RECORDED INFORMATION:
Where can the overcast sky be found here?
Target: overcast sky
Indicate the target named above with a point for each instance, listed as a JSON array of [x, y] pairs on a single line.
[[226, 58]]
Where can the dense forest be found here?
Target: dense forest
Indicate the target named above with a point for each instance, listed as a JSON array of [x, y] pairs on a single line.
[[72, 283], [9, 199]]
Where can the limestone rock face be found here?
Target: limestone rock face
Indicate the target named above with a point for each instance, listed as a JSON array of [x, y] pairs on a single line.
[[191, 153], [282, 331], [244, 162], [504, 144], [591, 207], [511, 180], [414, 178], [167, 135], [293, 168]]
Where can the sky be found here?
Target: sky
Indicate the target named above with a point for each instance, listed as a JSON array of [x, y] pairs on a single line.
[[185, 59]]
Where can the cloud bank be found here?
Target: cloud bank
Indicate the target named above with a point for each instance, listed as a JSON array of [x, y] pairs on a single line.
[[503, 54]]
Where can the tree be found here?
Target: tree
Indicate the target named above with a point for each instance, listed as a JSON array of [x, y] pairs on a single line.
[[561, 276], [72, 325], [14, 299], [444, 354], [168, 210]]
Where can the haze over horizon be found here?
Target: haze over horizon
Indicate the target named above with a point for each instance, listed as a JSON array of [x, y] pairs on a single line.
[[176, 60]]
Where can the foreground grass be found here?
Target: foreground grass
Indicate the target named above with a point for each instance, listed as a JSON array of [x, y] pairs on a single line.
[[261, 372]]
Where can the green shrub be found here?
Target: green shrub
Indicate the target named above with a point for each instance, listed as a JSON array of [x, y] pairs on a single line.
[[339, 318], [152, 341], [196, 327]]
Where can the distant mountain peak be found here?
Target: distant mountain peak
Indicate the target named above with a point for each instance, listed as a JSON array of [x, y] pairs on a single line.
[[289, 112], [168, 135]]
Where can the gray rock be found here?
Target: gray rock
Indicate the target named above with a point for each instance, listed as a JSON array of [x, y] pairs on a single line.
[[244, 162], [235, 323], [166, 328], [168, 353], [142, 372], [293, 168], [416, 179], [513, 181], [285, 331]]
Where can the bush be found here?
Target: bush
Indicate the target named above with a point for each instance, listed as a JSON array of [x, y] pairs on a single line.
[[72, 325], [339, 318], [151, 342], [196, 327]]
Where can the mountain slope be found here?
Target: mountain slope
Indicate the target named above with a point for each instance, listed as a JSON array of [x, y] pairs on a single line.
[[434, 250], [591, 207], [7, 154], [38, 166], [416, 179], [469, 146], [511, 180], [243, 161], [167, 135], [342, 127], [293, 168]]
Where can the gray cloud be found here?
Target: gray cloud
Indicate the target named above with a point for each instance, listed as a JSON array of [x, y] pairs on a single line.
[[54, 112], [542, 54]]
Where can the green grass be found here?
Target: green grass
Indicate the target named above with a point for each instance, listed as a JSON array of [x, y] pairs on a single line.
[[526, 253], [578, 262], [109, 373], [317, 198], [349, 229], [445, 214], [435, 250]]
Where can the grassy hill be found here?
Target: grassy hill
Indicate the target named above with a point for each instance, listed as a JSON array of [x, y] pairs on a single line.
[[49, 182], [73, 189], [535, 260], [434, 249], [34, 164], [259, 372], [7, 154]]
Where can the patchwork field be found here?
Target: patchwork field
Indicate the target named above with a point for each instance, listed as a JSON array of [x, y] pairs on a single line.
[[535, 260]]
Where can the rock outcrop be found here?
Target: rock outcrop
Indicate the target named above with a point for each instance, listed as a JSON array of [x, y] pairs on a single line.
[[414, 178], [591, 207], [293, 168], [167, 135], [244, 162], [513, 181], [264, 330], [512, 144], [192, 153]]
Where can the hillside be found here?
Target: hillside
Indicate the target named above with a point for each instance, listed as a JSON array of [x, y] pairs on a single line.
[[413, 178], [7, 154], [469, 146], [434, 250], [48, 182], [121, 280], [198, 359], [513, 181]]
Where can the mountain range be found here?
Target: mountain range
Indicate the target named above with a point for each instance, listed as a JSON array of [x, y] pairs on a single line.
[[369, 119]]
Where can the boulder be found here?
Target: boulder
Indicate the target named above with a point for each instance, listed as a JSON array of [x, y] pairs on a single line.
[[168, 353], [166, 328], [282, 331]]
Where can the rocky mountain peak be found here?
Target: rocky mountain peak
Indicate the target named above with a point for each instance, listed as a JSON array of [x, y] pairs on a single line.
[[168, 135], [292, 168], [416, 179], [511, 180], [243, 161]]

EXERCISE INSTRUCTIONS: Report back each line of the entries that holds the string "grassy".

RESPONSE:
Where can the grassy hill be found here?
Target: grassy hill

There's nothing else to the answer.